[Stored items]
☆ ☆ ☆ ☆ ☆ ☆ ☆
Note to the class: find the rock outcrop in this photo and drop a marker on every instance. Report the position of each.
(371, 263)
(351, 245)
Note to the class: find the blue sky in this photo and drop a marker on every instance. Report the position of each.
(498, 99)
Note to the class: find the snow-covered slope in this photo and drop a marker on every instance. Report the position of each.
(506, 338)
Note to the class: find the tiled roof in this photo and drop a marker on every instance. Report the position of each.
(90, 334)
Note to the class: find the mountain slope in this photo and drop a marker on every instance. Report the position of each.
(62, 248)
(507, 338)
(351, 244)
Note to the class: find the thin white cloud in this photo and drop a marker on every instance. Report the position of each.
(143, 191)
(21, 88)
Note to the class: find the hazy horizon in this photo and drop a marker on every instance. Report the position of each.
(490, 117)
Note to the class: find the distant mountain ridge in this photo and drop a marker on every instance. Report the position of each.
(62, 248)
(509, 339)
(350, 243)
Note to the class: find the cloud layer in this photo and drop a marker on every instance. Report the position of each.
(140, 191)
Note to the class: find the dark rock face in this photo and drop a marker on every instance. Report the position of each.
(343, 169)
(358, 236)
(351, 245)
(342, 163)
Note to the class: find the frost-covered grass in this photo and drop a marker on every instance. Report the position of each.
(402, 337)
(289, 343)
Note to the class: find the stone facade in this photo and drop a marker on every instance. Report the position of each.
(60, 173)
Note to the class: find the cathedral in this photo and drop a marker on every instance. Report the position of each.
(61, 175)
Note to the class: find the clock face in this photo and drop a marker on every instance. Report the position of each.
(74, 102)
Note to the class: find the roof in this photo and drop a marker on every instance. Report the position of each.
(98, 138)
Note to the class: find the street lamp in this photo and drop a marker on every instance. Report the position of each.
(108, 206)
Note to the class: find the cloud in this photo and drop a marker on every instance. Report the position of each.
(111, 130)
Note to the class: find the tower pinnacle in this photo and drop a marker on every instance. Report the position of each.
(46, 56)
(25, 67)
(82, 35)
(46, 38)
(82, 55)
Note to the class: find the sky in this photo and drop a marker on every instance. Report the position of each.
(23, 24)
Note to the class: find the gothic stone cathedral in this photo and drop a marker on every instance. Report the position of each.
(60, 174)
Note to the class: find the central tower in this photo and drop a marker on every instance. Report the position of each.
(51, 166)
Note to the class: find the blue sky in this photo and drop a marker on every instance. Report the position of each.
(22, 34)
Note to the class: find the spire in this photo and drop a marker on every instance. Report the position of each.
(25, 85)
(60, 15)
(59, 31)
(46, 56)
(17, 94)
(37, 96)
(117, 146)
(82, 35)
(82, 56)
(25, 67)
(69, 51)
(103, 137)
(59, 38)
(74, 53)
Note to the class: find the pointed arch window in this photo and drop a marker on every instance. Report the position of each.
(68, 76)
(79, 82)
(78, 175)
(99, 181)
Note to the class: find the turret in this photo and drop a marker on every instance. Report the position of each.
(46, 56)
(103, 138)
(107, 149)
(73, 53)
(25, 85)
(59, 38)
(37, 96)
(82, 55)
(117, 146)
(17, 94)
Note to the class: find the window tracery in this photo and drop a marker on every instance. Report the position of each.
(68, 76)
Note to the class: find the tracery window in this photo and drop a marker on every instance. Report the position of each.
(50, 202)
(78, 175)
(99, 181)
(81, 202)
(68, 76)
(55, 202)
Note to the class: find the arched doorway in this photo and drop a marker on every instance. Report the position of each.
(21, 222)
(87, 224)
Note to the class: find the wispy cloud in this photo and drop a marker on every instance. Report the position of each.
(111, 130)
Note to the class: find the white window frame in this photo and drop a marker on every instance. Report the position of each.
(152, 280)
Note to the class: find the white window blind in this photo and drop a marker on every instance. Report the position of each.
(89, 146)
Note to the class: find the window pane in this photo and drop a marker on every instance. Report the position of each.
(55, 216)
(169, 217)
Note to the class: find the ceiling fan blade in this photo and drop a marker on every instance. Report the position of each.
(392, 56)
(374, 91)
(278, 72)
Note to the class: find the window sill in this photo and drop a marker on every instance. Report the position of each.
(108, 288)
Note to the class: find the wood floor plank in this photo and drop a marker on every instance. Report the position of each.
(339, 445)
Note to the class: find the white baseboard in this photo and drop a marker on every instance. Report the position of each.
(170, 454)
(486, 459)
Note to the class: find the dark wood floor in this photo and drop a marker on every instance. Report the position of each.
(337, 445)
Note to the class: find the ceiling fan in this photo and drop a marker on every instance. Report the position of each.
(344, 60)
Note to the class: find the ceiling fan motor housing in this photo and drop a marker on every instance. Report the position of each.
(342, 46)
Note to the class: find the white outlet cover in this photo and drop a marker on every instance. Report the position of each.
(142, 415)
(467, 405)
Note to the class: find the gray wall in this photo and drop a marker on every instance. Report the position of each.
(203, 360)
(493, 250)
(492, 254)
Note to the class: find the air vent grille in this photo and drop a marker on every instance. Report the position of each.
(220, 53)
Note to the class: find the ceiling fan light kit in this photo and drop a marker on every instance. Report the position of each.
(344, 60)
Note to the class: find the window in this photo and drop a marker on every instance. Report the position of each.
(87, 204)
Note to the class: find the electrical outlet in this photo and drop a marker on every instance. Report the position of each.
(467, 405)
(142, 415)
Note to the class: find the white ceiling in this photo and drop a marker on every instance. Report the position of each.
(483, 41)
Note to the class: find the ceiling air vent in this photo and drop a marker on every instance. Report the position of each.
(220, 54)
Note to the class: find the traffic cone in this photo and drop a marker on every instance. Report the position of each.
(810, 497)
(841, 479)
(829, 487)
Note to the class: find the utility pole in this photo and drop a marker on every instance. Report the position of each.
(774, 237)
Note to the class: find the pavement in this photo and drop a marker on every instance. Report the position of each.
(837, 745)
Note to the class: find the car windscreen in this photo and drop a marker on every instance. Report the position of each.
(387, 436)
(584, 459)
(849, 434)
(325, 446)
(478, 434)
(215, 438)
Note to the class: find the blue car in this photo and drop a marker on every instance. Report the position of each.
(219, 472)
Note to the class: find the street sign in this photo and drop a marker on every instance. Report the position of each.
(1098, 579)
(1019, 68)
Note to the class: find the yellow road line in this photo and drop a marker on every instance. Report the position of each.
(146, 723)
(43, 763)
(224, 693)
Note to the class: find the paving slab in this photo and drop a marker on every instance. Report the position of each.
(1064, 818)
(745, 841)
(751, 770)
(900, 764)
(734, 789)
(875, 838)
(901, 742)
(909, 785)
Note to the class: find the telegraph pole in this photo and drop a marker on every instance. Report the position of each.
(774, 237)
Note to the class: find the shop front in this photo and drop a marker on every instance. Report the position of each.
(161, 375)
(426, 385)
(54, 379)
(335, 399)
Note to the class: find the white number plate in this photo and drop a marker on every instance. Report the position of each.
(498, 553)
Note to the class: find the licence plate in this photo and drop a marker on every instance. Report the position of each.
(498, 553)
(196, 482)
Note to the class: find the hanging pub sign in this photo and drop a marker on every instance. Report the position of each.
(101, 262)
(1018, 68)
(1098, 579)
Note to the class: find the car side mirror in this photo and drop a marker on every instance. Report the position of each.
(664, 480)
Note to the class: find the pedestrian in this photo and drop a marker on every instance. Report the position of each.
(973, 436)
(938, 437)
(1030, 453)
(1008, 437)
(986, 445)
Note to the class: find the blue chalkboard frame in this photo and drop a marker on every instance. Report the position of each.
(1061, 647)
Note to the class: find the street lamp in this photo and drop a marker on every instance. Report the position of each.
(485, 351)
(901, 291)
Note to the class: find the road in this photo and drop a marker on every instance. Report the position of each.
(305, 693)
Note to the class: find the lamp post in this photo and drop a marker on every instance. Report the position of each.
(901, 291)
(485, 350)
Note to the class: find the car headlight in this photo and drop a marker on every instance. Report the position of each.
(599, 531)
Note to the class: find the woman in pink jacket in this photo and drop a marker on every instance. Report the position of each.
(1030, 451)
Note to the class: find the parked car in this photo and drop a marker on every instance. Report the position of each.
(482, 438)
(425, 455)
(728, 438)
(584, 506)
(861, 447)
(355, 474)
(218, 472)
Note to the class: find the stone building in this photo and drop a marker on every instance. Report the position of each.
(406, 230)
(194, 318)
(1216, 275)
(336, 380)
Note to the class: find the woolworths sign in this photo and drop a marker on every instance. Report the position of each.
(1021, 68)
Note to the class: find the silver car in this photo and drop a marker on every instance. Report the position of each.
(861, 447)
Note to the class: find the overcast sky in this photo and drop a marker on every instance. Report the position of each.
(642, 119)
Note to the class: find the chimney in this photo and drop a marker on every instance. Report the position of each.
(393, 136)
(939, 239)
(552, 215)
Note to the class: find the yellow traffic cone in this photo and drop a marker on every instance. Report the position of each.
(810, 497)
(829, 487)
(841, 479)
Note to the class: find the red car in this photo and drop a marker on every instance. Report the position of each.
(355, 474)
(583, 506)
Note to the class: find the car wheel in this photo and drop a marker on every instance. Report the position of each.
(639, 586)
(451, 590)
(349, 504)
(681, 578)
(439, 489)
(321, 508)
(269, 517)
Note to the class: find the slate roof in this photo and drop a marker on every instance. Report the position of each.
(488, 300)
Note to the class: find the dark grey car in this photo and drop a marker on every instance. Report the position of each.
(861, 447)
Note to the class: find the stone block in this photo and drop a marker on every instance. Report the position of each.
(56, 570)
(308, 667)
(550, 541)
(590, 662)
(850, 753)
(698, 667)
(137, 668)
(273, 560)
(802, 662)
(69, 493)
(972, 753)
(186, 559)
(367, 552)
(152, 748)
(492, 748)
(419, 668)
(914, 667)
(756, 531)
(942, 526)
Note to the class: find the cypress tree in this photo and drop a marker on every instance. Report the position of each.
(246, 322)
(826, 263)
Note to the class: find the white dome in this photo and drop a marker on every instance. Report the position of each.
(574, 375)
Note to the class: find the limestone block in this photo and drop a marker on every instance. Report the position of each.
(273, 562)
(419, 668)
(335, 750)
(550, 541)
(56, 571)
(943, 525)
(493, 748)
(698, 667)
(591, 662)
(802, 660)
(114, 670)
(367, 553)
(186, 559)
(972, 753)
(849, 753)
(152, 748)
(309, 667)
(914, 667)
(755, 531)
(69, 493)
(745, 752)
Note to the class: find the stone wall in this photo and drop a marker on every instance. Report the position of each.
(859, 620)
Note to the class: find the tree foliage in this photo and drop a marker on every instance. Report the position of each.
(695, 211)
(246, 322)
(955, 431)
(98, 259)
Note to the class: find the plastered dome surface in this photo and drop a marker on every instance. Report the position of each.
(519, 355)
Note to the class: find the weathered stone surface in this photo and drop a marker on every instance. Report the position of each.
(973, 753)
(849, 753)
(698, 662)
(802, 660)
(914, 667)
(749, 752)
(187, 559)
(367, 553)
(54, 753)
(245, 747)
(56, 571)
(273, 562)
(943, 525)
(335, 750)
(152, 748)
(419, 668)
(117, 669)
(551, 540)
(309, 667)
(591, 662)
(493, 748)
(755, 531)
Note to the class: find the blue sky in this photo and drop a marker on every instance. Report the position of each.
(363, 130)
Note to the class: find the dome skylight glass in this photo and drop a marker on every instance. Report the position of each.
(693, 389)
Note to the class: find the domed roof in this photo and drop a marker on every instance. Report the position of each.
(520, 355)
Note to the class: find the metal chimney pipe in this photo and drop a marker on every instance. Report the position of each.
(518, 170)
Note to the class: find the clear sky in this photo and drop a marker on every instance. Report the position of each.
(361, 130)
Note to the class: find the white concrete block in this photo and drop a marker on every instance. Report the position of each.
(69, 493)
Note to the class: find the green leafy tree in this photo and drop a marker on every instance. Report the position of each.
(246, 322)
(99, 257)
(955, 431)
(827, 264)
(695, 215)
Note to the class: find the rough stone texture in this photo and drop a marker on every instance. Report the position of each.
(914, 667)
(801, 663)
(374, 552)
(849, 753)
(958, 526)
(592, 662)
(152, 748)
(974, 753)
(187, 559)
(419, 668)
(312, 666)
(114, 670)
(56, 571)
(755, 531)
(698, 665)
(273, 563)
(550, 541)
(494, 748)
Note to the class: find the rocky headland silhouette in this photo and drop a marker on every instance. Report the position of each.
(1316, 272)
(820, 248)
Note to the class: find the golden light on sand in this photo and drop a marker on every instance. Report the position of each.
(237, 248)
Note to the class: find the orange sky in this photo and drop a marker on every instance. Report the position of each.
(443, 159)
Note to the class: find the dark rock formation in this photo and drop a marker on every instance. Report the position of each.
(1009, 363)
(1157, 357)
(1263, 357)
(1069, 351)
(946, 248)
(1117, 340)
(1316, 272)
☆ ☆ ☆ ☆ ☆ ☆ ☆
» EXERCISE BRIEF
Take the line in which "Note to the class: find the white concrete" occurs and each subsequent line through the end; give these lines again without alteration.

» WRITTEN RESPONSE
Note to the class: find the white concrete block in this photo and drop a marker on every instance. Report the position of each.
(69, 493)
Note to the class: find the green leafy tree in this photo and drop a marker on every instance. Report the position of each.
(246, 322)
(99, 257)
(955, 431)
(827, 264)
(695, 215)
Note to the class: find the rough stone texture in this photo and drop a marker on every instance. Report the position of each.
(914, 667)
(801, 663)
(374, 552)
(849, 753)
(958, 526)
(592, 662)
(152, 748)
(974, 753)
(187, 559)
(419, 668)
(312, 666)
(114, 670)
(56, 571)
(755, 531)
(698, 665)
(273, 563)
(550, 541)
(494, 748)
Note to the class: find the rocky headland silhouette in this photo and drop a marker on every instance. Report the position of each.
(1316, 272)
(820, 248)
Note to the class: find the golden light on sand in this photo and drop a marker on every instance. Report the position of each.
(237, 248)
Note to the class: find the orange sky in this photo and drop a marker on every instance. Report the position of each.
(443, 159)
Note to the class: find the dark rock formation in this photo and drop a marker on every instance. Report the position of each.
(1009, 363)
(1157, 357)
(1263, 357)
(1069, 351)
(946, 248)
(1117, 340)
(1316, 272)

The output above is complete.